What to do
1. Put the listing lines from the one containing "frame above? Mark it with a dot." through the end of the listing, both included, into a JSON list of strings, one string per line, leaving out blank lines.
2. Write the next part of the review of Blue is the Warmest Colour, starting right after its last sentence.

*This review contains minor spoilers*
It's love at first sight for Adele (Adele Exarchopolous), the protagonist of Palme d'Or winner Blue is the Warmest Colour - or at least lust. Crossing a busy street, she spots Emma (Lea Seydoux), a blue-haired dream who instantly fascinates her. This is the beginning of a small obsession that blossoms into a passionate relationship between the two women, and the film follows them through their love affair and the changes life brings them.
To call Blue is the Warmest Colour a coming-of-age tale is only partially true. Yes, the film's focus is mostly on Adele - which should come as no surprise, since the original French title translates to "The Life of Adele, Chapters 1 & 2." Yet director Abdellatif Kechiche - working from a script he co-wrote with Ghalia Lacroix and based on the graphic novel "Blue Angel" by Julie Maroh - is interested in more than just a standard bildungsroman. The film is much more an examination of these girls' relationship and how it affects them.
More after the jump…
Let's get the film's sexuality out of the way first: yes, there are extended, explicit sex scenes, most involving Exarchopolous and Seydoux. Are they realistic? That's not something I can say with any authority. But are they necessary? Absolutely. The film's willingness to tackle the messy emotional intricacies of sex are bold and refreshing, given how most films either present sex exploitively or just ignore it all together. These scenes are passionate, but also highlight some of the key differences between the women. Adele is just beginning to explore her budding sexuality, being the younger of the two, and through her scenes with Emma we see the voracious ecstasy that she's discovered (and was noticeably lacking in her experiences with men). Emma, on the other hand, is older and more confident in her sexuality; her experience is more of enjoying great sex, but she also knows what she likes and sees more to their relationship beyond the physical. In addition to this, the physicality and emotional bluntness of the sex scenes toward the beginning of the film are essential to the emotional payoff of a later scene.
(That said, it should be noted that Kechiche's camera isn't free of moments of male gaze, particularly in shots of Adele showering and sleeping nude that seem included only for the sake of showcasing flesh).

Listed entries
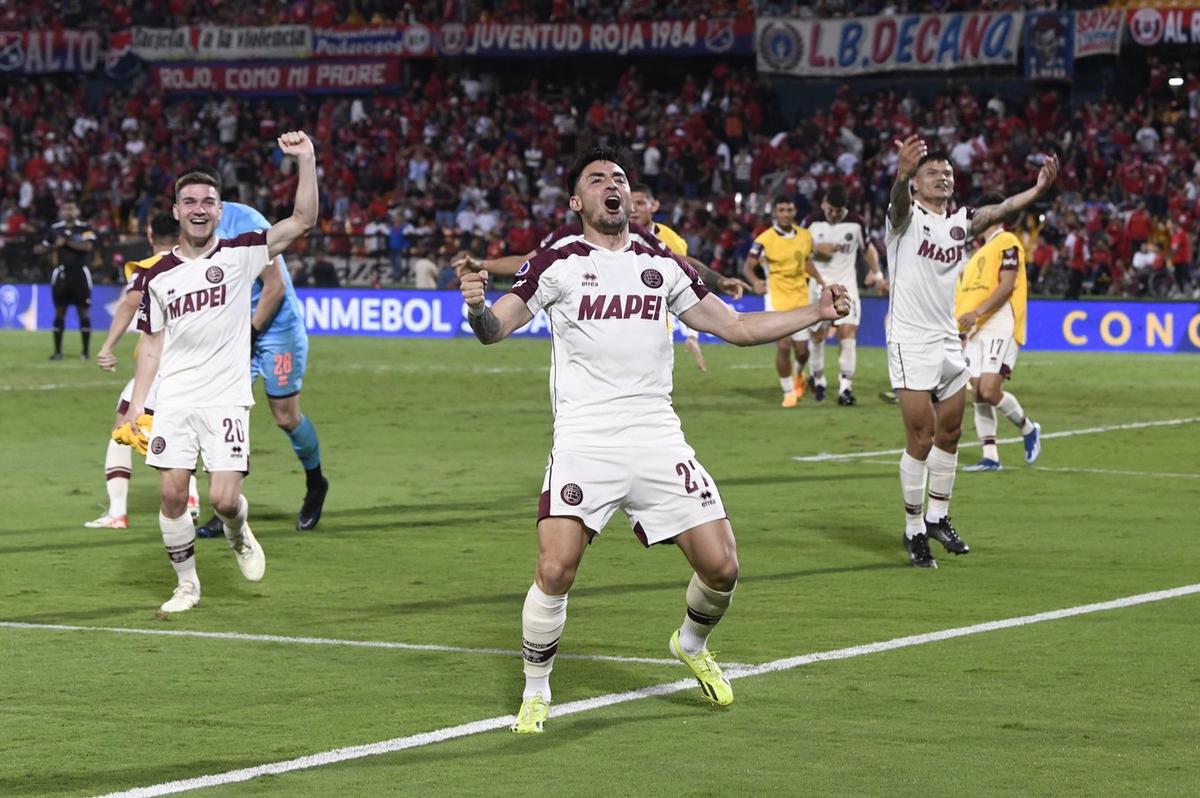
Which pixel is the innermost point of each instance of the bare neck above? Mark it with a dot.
(192, 249)
(613, 241)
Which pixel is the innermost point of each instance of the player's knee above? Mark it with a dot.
(555, 576)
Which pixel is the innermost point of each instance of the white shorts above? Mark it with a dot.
(123, 403)
(220, 435)
(989, 354)
(803, 335)
(937, 366)
(663, 492)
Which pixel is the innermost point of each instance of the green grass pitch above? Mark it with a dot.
(436, 454)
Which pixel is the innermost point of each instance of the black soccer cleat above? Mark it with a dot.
(211, 528)
(945, 534)
(313, 503)
(918, 551)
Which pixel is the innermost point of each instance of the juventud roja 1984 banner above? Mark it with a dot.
(887, 43)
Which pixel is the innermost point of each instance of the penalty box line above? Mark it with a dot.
(333, 641)
(823, 457)
(599, 702)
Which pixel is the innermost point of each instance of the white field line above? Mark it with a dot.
(1067, 471)
(329, 641)
(1062, 433)
(588, 705)
(57, 387)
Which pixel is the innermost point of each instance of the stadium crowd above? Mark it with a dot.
(460, 161)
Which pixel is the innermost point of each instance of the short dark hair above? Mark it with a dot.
(598, 153)
(163, 228)
(198, 175)
(936, 155)
(837, 196)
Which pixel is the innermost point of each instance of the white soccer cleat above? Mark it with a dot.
(185, 597)
(109, 522)
(251, 557)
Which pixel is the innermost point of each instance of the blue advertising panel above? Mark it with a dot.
(1054, 325)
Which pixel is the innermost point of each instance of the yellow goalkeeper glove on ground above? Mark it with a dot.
(125, 435)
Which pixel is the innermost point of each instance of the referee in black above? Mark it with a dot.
(71, 241)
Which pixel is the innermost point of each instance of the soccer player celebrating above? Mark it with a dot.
(925, 238)
(838, 237)
(280, 353)
(617, 442)
(990, 305)
(785, 252)
(162, 235)
(196, 318)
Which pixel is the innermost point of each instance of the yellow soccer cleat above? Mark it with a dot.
(532, 715)
(712, 682)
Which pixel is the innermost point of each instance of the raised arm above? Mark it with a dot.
(121, 318)
(270, 299)
(912, 150)
(990, 215)
(711, 315)
(304, 209)
(495, 323)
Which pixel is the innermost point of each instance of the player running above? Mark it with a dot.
(925, 239)
(990, 306)
(618, 443)
(196, 317)
(162, 235)
(838, 237)
(280, 353)
(785, 253)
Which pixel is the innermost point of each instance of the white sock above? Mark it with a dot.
(1014, 413)
(179, 538)
(942, 466)
(912, 485)
(118, 471)
(816, 360)
(543, 619)
(985, 427)
(706, 607)
(234, 523)
(846, 360)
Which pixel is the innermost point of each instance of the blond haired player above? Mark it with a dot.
(785, 252)
(162, 235)
(196, 317)
(618, 444)
(990, 306)
(925, 240)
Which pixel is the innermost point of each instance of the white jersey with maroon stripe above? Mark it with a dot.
(849, 237)
(924, 257)
(203, 309)
(610, 376)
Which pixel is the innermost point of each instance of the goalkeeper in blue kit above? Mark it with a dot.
(280, 353)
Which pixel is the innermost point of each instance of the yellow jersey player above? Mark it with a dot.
(785, 253)
(119, 459)
(990, 306)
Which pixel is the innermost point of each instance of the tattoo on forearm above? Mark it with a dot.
(486, 325)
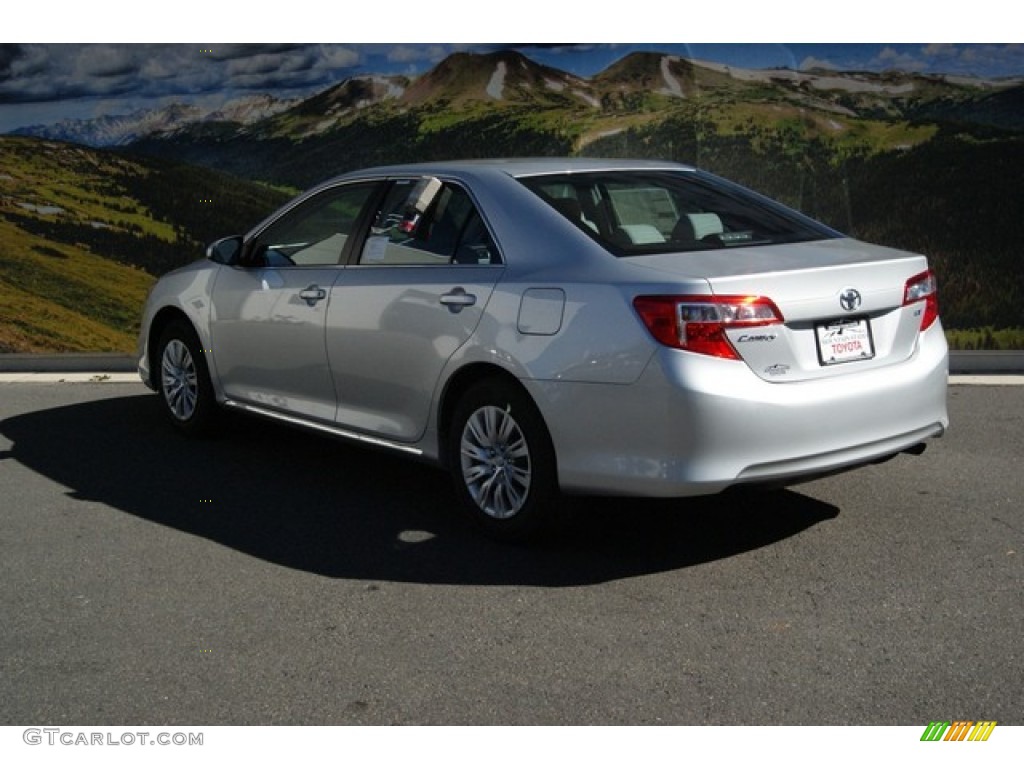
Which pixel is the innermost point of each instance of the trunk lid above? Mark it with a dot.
(842, 303)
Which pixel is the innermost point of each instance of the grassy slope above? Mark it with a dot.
(75, 279)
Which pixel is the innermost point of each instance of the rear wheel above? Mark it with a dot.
(184, 380)
(503, 462)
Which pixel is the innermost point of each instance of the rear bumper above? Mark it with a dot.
(695, 425)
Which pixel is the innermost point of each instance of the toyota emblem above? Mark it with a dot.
(849, 299)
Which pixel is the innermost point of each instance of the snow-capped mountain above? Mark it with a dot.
(119, 130)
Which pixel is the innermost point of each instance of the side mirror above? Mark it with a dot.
(225, 250)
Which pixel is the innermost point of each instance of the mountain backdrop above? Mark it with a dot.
(91, 211)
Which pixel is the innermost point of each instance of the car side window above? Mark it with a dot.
(315, 231)
(426, 221)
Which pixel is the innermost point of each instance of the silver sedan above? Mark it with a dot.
(558, 326)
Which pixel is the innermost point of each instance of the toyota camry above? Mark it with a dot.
(547, 327)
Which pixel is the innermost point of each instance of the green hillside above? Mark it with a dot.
(923, 163)
(83, 233)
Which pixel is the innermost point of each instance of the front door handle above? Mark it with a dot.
(457, 299)
(312, 294)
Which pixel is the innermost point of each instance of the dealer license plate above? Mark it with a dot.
(844, 341)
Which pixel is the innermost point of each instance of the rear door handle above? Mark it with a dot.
(312, 294)
(457, 299)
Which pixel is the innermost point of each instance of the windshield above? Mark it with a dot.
(641, 212)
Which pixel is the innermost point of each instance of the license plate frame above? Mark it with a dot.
(844, 340)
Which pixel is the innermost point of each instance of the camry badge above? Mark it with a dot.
(849, 299)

Answers to the problems
1.
[
  "Which pixel is the innermost point of each instance of the license plate frame above? Mark it with a dot.",
  "(844, 340)",
  "Which pixel is the innermost point of each instance of the camry badge above? Mark it with a dot.",
  "(849, 299)"
]

2.
Of course, this wouldn't be nearly as effective if the two actresses weren't game for this raw subject material. When the film won Palme d'Or at Cannes in May, the jury made the unprecedented decision to give the prize to Exarchopolous and Seydoux as well as Abdellatif, citing that the credit for the film's success belongs just as much to the actresses as it does to the director. It was a wise decision. Seydoux does a marvelous job at presenting Emma as a complicated human being who's appeal to Adele is obvious, yet she's reached the point in her life where she has to start thinking about her future. Exarchopolous, too, is a stunner: a relative newcomer, she absolutely owns every aspect of Adele, from her adolescent confusion to her hungers, both culinary and sexual (a point that Kechiche drives home with consistent close-ups of her mouth). They also have terrific chemistry together, though both exhibit their characters' maturity in subtle, but ultimately telling, ways.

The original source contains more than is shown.